◆ Given task
Each entry that follows is to be retyped exactly. Pictures do not belong in the copy.

Image location labeling entries:
****

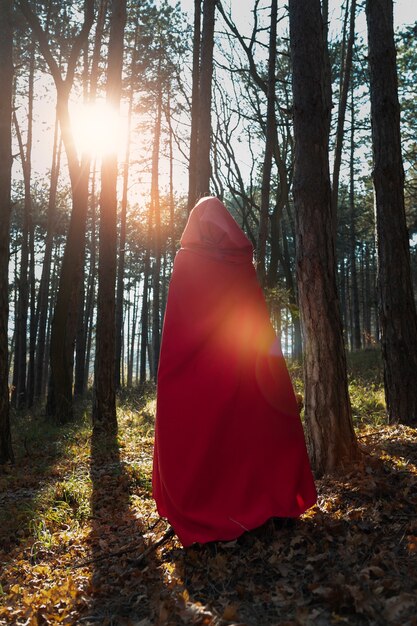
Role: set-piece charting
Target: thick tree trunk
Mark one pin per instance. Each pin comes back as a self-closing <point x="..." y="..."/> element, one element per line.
<point x="64" y="323"/>
<point x="327" y="407"/>
<point x="104" y="404"/>
<point x="6" y="82"/>
<point x="269" y="147"/>
<point x="59" y="405"/>
<point x="195" y="109"/>
<point x="397" y="312"/>
<point x="206" y="75"/>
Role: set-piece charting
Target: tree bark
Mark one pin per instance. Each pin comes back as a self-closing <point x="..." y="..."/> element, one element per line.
<point x="104" y="404"/>
<point x="123" y="215"/>
<point x="6" y="95"/>
<point x="327" y="407"/>
<point x="397" y="311"/>
<point x="345" y="76"/>
<point x="206" y="75"/>
<point x="63" y="332"/>
<point x="269" y="147"/>
<point x="195" y="108"/>
<point x="156" y="210"/>
<point x="43" y="293"/>
<point x="356" y="324"/>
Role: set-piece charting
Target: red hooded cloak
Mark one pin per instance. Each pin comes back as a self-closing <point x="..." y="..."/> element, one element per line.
<point x="229" y="445"/>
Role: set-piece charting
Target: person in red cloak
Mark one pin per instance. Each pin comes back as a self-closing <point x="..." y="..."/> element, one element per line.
<point x="229" y="445"/>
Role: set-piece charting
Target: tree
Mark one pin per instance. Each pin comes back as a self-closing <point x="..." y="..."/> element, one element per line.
<point x="104" y="405"/>
<point x="327" y="407"/>
<point x="397" y="312"/>
<point x="192" y="165"/>
<point x="59" y="406"/>
<point x="269" y="147"/>
<point x="204" y="101"/>
<point x="6" y="94"/>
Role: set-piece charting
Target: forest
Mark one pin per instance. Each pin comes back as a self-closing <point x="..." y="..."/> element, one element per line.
<point x="116" y="116"/>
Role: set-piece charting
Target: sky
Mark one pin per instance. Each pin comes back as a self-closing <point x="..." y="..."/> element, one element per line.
<point x="405" y="12"/>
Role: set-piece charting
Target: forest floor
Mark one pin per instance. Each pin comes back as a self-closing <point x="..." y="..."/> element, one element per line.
<point x="78" y="528"/>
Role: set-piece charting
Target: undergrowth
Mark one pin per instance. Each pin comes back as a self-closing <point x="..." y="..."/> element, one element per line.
<point x="76" y="515"/>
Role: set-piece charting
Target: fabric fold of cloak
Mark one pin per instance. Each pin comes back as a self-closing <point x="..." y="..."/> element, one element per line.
<point x="229" y="445"/>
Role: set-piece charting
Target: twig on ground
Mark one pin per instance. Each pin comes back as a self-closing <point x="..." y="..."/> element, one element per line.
<point x="153" y="546"/>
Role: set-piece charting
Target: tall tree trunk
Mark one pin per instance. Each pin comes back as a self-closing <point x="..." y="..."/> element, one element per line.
<point x="195" y="108"/>
<point x="104" y="405"/>
<point x="6" y="94"/>
<point x="206" y="75"/>
<point x="144" y="320"/>
<point x="345" y="75"/>
<point x="269" y="146"/>
<point x="59" y="405"/>
<point x="356" y="324"/>
<point x="156" y="210"/>
<point x="327" y="407"/>
<point x="397" y="312"/>
<point x="123" y="214"/>
<point x="19" y="374"/>
<point x="44" y="286"/>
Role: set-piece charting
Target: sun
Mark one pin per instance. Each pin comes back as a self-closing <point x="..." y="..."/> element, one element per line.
<point x="97" y="129"/>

****

◆ Output of the exercise
Role: set-piece charting
Target: thick tree trunk
Mark one pin per instance. Each pin comes back as a self-closing <point x="..." y="..."/> element, one element per line.
<point x="64" y="323"/>
<point x="327" y="407"/>
<point x="104" y="404"/>
<point x="6" y="82"/>
<point x="269" y="147"/>
<point x="59" y="405"/>
<point x="195" y="109"/>
<point x="397" y="312"/>
<point x="206" y="75"/>
Role: set-piece charting
Target: tree bark
Mark one pin per instance. Each pin comes back as a self-closing <point x="..." y="..."/> element, one element per line.
<point x="104" y="404"/>
<point x="123" y="215"/>
<point x="6" y="95"/>
<point x="327" y="407"/>
<point x="397" y="311"/>
<point x="345" y="76"/>
<point x="206" y="75"/>
<point x="63" y="332"/>
<point x="269" y="147"/>
<point x="195" y="108"/>
<point x="156" y="210"/>
<point x="43" y="293"/>
<point x="356" y="324"/>
Role: set-piece charting
Target: red hooded cloak
Mark one pin per instance. Each pin comes back as a self-closing <point x="..." y="..."/> element, one element per line.
<point x="229" y="445"/>
Role: set-piece charting
Target: person in red cloak
Mark one pin per instance. Each pin comes back as a self-closing <point x="..." y="..."/> element, one element per line.
<point x="229" y="445"/>
Role: set-piece charting
Target: tree
Mark one pin per instance. Each pin comes back as a self-closing <point x="..." y="..."/> element, one element per line.
<point x="104" y="405"/>
<point x="327" y="407"/>
<point x="397" y="312"/>
<point x="192" y="165"/>
<point x="59" y="406"/>
<point x="269" y="147"/>
<point x="204" y="101"/>
<point x="6" y="94"/>
Role: set-piece charting
Target: forest
Mark one pin per instance. Each pin comes back as a self-closing <point x="..." y="..."/> element, one element per line.
<point x="116" y="116"/>
Role: set-piece charting
Target: sky
Mark one pin per instance. Each pin comes back as a self-closing <point x="..." y="..."/> element, one element per line.
<point x="405" y="12"/>
Role: set-piece charting
Target: forest floor
Mark one pin per instance. Each pin comes back as a self-closing <point x="..." y="..."/> element, one element per line.
<point x="78" y="528"/>
Role: set-piece charting
Target: undergrowth
Mark one pin per instance. Each pin comes back as a self-closing <point x="..." y="..."/> element, one element per line.
<point x="76" y="515"/>
Role: set-piece charting
Target: fabric fold of cloak
Mark one pin per instance. Each pin comes back as a self-closing <point x="..." y="..."/> element, one element per line.
<point x="229" y="445"/>
Role: set-piece charting
Target: twig on ground
Mark one pin per instance. Each pin comes back as a self-closing <point x="..." y="..."/> element, one element per line.
<point x="153" y="546"/>
Role: set-piece charting
Target: tall tree trunk
Mark one pin per instance. Each pin comes back as a self-closing <point x="..." y="..."/> element, one element per line.
<point x="195" y="108"/>
<point x="104" y="405"/>
<point x="6" y="94"/>
<point x="206" y="75"/>
<point x="144" y="320"/>
<point x="345" y="75"/>
<point x="269" y="146"/>
<point x="59" y="405"/>
<point x="356" y="324"/>
<point x="156" y="210"/>
<point x="327" y="407"/>
<point x="397" y="312"/>
<point x="123" y="214"/>
<point x="19" y="374"/>
<point x="44" y="286"/>
Role: set-piece charting
Target: sun
Mark one pin per instance. Each pin comes back as a self-closing <point x="..." y="..."/> element, one element per line.
<point x="97" y="129"/>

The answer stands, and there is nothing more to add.